*What you need to do*: Pick out each line of the data below that contains the word "white", and copy those lines.

## Start

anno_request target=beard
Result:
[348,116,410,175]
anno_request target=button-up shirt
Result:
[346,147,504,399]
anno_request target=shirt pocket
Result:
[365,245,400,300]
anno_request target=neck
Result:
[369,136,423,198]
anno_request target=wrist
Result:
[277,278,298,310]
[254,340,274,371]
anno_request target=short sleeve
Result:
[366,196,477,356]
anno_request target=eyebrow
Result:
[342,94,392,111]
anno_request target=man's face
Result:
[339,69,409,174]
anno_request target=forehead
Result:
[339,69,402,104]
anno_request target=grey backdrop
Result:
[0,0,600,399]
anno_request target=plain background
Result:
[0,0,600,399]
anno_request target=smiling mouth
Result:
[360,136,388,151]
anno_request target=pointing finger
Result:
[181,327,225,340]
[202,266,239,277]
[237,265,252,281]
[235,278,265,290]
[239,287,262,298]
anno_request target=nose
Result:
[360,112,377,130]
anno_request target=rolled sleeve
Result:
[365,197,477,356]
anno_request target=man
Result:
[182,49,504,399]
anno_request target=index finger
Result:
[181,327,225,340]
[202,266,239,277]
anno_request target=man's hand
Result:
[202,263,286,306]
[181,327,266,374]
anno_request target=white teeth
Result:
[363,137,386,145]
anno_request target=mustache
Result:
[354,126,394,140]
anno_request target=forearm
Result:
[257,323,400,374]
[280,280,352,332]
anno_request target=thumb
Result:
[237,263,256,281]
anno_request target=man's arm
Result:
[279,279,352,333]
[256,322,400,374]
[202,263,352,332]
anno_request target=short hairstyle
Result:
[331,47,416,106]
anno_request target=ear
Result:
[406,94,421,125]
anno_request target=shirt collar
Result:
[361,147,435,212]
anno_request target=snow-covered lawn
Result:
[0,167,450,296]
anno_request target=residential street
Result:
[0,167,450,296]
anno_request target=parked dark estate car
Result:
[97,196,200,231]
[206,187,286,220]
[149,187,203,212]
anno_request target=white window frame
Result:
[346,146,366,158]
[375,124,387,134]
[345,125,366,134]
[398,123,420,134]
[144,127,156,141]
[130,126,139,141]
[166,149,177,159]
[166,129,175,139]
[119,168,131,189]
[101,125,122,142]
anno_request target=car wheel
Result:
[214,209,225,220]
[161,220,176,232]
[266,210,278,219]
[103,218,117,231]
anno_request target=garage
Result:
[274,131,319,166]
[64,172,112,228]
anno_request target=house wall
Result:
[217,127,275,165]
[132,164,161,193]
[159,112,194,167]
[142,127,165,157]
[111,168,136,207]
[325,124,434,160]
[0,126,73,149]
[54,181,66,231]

## End

*Result of this exercise*:
anno_request target=white teeth
anno_request target=white window frame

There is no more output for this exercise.